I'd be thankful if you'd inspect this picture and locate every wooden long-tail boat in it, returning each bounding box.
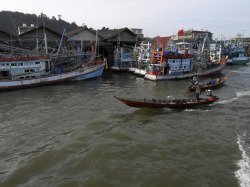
[114,96,219,108]
[186,76,228,91]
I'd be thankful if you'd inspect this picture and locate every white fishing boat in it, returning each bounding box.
[0,55,105,90]
[129,41,152,75]
[0,28,105,90]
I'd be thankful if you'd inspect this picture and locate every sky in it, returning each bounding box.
[2,0,250,40]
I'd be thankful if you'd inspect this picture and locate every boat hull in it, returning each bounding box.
[226,58,249,65]
[186,76,228,91]
[128,67,137,73]
[114,96,219,108]
[0,62,105,90]
[134,68,146,76]
[111,66,129,71]
[73,65,104,80]
[144,60,226,81]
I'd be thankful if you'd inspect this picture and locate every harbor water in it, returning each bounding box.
[0,65,250,187]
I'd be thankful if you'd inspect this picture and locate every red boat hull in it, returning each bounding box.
[186,76,228,91]
[114,96,219,108]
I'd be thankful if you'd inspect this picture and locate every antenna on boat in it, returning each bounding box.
[36,16,39,53]
[9,12,23,49]
[44,33,48,54]
[41,13,48,54]
[95,30,98,57]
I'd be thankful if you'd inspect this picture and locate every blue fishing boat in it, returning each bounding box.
[0,29,105,90]
[226,39,249,65]
[111,45,135,71]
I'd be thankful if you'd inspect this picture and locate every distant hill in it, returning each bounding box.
[0,11,80,35]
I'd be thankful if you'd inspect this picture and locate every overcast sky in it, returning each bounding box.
[2,0,250,39]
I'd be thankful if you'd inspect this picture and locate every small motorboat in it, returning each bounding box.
[186,76,228,91]
[114,96,219,108]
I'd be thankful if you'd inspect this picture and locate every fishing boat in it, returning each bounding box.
[186,76,228,91]
[114,96,219,108]
[0,29,105,90]
[226,39,249,65]
[133,37,172,77]
[226,49,249,65]
[144,37,227,81]
[0,55,105,90]
[130,41,153,75]
[111,45,136,71]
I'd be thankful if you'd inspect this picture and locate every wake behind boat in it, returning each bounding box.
[114,96,219,108]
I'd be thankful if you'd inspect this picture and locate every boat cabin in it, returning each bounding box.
[168,58,193,75]
[112,46,135,69]
[0,56,52,80]
[175,42,192,54]
[148,56,193,76]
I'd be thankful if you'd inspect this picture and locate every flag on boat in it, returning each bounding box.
[177,29,184,35]
[104,58,108,70]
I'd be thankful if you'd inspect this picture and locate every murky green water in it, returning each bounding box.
[0,65,250,187]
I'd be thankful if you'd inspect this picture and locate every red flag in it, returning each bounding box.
[178,29,184,35]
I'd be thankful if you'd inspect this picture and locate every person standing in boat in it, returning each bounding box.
[196,83,201,101]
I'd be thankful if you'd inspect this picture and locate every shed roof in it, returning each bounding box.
[98,27,137,40]
[0,28,11,35]
[18,26,62,36]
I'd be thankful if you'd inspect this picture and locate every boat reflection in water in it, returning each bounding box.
[114,96,219,108]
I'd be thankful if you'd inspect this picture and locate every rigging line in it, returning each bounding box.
[41,13,48,54]
[9,12,23,49]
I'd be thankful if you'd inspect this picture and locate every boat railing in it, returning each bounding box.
[0,55,50,62]
[143,98,197,104]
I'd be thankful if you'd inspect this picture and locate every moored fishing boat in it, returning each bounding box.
[114,96,219,108]
[145,59,227,81]
[0,29,105,90]
[226,39,249,65]
[186,76,228,91]
[144,39,227,81]
[0,55,105,90]
[130,41,153,75]
[226,50,249,65]
[111,46,135,71]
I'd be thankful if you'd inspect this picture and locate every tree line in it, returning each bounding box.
[0,11,80,35]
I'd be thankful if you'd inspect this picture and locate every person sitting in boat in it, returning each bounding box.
[207,78,216,85]
[205,89,213,96]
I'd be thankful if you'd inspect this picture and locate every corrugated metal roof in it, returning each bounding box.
[153,37,171,46]
[98,28,136,40]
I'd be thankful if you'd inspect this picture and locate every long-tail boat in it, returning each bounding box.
[114,96,218,108]
[186,76,228,91]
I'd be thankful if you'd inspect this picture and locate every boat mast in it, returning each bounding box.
[95,30,98,57]
[54,28,66,66]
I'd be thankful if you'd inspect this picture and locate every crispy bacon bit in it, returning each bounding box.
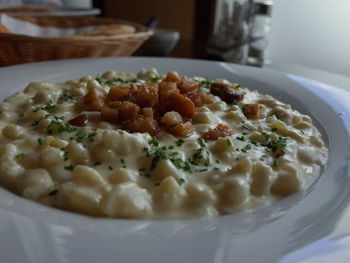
- - - -
Repeat the data exactly, dropping every picture it holds.

• _COMPLETED TASK_:
I'd be thankful if you'd inspect this picture and locate every wooden long-tail boat in it, returning each bounding box.
[114,96,219,108]
[186,76,228,91]
I'd be thankful if you'd inspect this picture and locate every white fishing boat in it, returning each bounding box.
[0,55,105,90]
[129,41,152,75]
[0,28,105,90]
I'd be thankful if you'd inspect this picture and locate every sky in it, returning each bounding box.
[2,0,250,40]
I'd be thankful if you'd inspect this picture and locate every boat hull in it, returning each bounding box.
[226,58,249,65]
[186,76,228,91]
[128,67,137,73]
[114,96,219,108]
[0,62,105,90]
[134,68,146,76]
[111,66,129,71]
[73,65,104,80]
[144,60,226,81]
I'd be thankful if you'd inspect this picture and locate every harbor water in it, returning each bounding box.
[0,65,250,187]
I'd be thankful if you'd inspect this picture and locate every red boat hull in it, returning each bounding box.
[186,76,228,91]
[114,96,219,108]
I'd be thankful if you'd inspect this picture and locate every antenna on boat in it, returning each bounding box.
[36,16,39,53]
[9,12,23,49]
[44,33,48,54]
[41,13,48,54]
[95,30,98,57]
I'd be thankful if you'd inspect this picture and locate every blue fishing boat in it, returning each bounding box.
[0,29,105,90]
[226,39,249,65]
[111,45,135,71]
I'd be thankful if you'd inspect this picture and locate every distant hill in it, returning each bounding box.
[0,11,80,35]
I'd be thankful if you'd inspect this picture and locate every overcast sky in it, returning each bounding box.
[2,0,250,39]
I'd be thankful if you'd inspect this picture and locate every small motorboat in it, returning each bounding box.
[186,76,228,91]
[114,96,219,108]
I'd be thankful if you'd inspect this picture and locate every fishing boat in it, returning each bounding box.
[186,76,228,91]
[114,96,219,108]
[0,29,105,90]
[226,39,249,65]
[133,37,172,77]
[226,49,249,65]
[144,37,227,81]
[0,55,105,90]
[130,41,153,75]
[111,45,136,71]
I'd be thankful if you'd inspect this picture and locate every wake behind boat in it, returning each bounding box.
[114,96,219,108]
I'd be thankful if you'd inspect this picture and locate every boat cabin in it, returning each bounding box.
[168,58,193,75]
[112,46,135,69]
[0,56,52,80]
[175,42,192,54]
[148,56,193,76]
I'd be thankful if you'd inspect this picture and locate every flag on boat in it, returning each bounding box.
[177,29,184,35]
[104,58,108,70]
I'd be thankful if you'd inspect this picture and locate every murky green water in it, returning each bounding box.
[0,65,250,187]
I'd be thankful if you'd inspect this picture and locate every red flag in it, returning each bounding box.
[178,29,184,35]
I'd be thankful if you'd inspect this picture and locate every person standing in boat in it, returning each bounding box.
[196,83,201,101]
I'd be thankful if you'd inspect this picture and locate every shed roof in it, returning each bounding box.
[98,27,137,40]
[0,28,11,35]
[18,26,62,36]
I'd be thankful if you'd inspect this picture and locate every boat reflection in water in it, returning each bounding box.
[114,96,219,108]
I'd be thankful if you'd inspect this picture and locate every rigging line in it, returning each bounding box.
[41,13,48,54]
[9,12,23,49]
I'd be thankful if you'd inspect this picture and locate every boat railing in it, returning each bounding box.
[0,55,50,62]
[143,98,197,104]
I'd be thankful if you'd inspect this picture and locate every moored fishing boat in it, returning each bounding box.
[114,96,219,108]
[145,59,227,81]
[0,29,105,90]
[226,39,249,65]
[186,76,228,91]
[144,39,227,81]
[0,55,105,90]
[130,41,153,75]
[226,50,249,65]
[111,46,135,71]
I'd be thankful if you'd inspect this picture and locate every tree line in it, returning each bounding box.
[0,11,80,35]
I'd be thankful if you'd inspect this picture and locate every person sitting in boat in it, returning each bounding box.
[207,78,216,85]
[205,89,213,96]
I'd be thankful if you'd inspect this picture and locate every corrugated metal roof in it, returning each bounding box.
[153,37,171,46]
[98,28,136,40]
I'd be thankful if you'd inspect this picture and locate every long-tail boat in it, returning each bounding box.
[114,96,218,108]
[186,76,228,91]
I'd be thankful if you'd inspect this picture and locate every boat mast in it, returning each bounding box.
[95,30,98,57]
[54,28,66,66]
I'd be thankful if you'd inspect this picture and locate every crispy bacon bit in it, returning each bounding box.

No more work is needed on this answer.